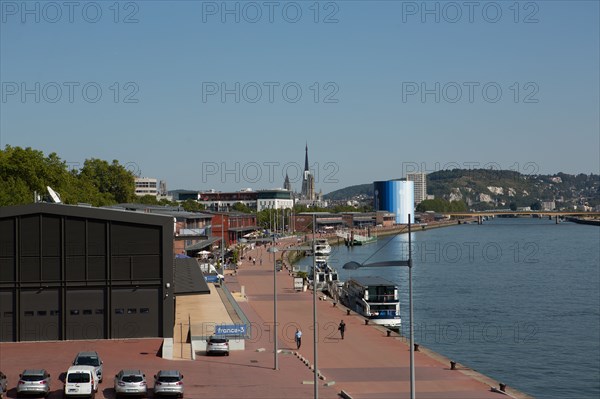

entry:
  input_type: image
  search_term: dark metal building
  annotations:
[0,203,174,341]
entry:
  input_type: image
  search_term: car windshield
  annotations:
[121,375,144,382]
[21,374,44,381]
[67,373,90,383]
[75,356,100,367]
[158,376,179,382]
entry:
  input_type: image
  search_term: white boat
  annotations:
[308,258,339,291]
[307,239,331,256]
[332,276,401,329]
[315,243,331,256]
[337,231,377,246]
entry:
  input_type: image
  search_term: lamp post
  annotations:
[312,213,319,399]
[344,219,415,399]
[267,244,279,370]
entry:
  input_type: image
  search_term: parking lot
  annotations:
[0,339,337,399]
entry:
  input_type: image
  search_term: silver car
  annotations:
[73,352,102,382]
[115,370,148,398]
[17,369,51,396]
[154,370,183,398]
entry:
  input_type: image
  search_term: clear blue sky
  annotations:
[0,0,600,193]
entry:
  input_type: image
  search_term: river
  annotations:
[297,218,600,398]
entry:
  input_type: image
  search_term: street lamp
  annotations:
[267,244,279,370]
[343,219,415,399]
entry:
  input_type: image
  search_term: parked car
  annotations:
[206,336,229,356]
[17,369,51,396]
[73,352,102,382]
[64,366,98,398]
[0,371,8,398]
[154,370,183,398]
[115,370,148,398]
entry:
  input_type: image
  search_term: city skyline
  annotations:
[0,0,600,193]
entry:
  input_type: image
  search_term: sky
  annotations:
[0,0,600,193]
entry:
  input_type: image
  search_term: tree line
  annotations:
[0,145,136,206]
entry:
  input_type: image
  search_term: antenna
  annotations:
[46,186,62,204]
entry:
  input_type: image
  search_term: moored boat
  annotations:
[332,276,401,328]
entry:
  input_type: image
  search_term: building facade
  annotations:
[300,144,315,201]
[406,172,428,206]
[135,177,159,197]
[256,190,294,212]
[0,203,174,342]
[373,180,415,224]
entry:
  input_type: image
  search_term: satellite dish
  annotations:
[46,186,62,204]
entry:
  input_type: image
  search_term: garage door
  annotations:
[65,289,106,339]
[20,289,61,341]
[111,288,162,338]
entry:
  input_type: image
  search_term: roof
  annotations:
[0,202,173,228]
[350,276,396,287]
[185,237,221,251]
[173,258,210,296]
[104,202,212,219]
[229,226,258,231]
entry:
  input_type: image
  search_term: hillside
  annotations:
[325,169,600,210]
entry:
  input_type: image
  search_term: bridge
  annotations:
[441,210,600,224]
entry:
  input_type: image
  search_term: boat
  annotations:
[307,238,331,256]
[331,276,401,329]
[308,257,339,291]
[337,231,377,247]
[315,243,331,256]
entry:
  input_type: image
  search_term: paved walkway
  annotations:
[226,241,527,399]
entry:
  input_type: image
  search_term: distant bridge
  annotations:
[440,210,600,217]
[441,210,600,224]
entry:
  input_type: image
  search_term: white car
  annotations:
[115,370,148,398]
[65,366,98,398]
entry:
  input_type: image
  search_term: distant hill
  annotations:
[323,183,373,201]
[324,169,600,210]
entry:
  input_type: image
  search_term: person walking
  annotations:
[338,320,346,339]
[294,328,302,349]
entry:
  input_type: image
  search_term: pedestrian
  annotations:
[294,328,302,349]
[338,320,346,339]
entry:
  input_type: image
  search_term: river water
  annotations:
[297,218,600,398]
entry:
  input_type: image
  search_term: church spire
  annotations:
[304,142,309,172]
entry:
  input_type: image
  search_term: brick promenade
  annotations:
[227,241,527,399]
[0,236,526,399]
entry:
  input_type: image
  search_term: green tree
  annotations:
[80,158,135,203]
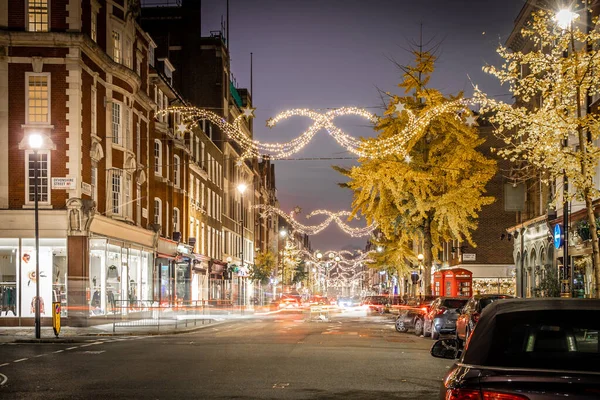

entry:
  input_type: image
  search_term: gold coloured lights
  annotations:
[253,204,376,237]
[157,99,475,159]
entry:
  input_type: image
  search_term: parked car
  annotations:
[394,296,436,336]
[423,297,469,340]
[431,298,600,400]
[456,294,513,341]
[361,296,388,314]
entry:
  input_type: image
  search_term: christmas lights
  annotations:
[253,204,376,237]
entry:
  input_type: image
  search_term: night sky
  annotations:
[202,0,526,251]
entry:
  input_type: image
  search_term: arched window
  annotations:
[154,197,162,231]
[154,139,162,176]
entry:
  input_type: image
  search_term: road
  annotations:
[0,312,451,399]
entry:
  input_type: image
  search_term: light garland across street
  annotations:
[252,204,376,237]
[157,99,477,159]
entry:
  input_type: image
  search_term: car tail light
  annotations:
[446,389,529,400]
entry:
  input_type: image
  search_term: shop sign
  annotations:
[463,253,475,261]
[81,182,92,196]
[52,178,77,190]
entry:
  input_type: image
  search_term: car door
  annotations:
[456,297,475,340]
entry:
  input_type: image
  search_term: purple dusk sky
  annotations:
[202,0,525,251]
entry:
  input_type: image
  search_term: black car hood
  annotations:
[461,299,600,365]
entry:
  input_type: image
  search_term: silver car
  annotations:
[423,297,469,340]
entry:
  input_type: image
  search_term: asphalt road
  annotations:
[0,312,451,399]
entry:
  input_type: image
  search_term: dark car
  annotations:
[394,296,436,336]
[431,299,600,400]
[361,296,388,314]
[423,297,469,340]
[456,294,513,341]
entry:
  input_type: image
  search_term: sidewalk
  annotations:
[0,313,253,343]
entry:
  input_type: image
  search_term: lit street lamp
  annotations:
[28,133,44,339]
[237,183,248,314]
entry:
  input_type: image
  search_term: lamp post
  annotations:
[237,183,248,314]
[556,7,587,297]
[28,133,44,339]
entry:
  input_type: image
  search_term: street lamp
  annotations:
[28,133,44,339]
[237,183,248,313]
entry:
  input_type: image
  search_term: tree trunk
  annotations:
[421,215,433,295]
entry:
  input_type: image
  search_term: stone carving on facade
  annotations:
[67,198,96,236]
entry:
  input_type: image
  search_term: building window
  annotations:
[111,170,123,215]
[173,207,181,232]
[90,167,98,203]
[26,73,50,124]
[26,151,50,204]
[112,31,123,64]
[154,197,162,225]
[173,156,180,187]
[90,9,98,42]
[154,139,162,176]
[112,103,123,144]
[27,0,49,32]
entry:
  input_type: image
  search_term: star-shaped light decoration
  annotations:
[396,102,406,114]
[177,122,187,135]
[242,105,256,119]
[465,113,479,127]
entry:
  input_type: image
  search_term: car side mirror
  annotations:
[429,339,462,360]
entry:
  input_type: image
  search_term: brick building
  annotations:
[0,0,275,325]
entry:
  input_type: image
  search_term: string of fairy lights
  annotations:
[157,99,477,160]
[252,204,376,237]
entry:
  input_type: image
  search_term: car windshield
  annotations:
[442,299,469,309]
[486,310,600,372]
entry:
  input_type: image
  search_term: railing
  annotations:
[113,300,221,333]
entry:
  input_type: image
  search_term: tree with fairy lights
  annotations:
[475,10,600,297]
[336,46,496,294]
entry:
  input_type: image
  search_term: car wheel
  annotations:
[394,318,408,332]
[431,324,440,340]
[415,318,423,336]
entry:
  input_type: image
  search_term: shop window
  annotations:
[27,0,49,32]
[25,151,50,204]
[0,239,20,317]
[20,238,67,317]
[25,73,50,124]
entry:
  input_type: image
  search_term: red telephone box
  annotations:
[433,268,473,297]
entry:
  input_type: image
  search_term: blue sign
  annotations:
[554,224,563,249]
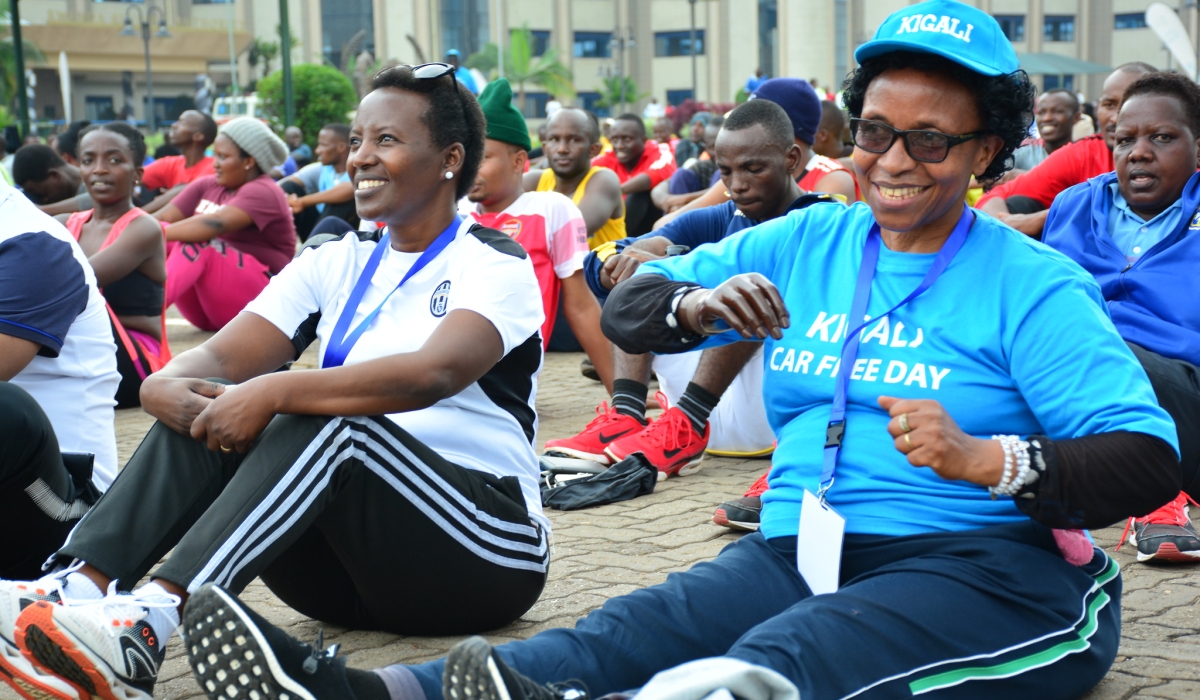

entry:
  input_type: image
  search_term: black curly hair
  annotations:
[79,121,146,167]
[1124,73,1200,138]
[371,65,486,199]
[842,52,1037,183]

AIM>
Copy the records starting at the beginning and ending at the line that holds "[158,376,179,382]", swapping "windshield" for "mirror" and leaving everything else unchanged. Omit the pictures.

ANSWER TO THIS PROBLEM>
entry:
  input_type: image
  search_term: dark metal building
  annotations:
[0,203,174,341]
entry:
  input_type: image
  search_term: car mirror
  annotations:
[121,375,144,382]
[21,374,44,381]
[67,373,90,383]
[75,356,100,367]
[158,376,179,382]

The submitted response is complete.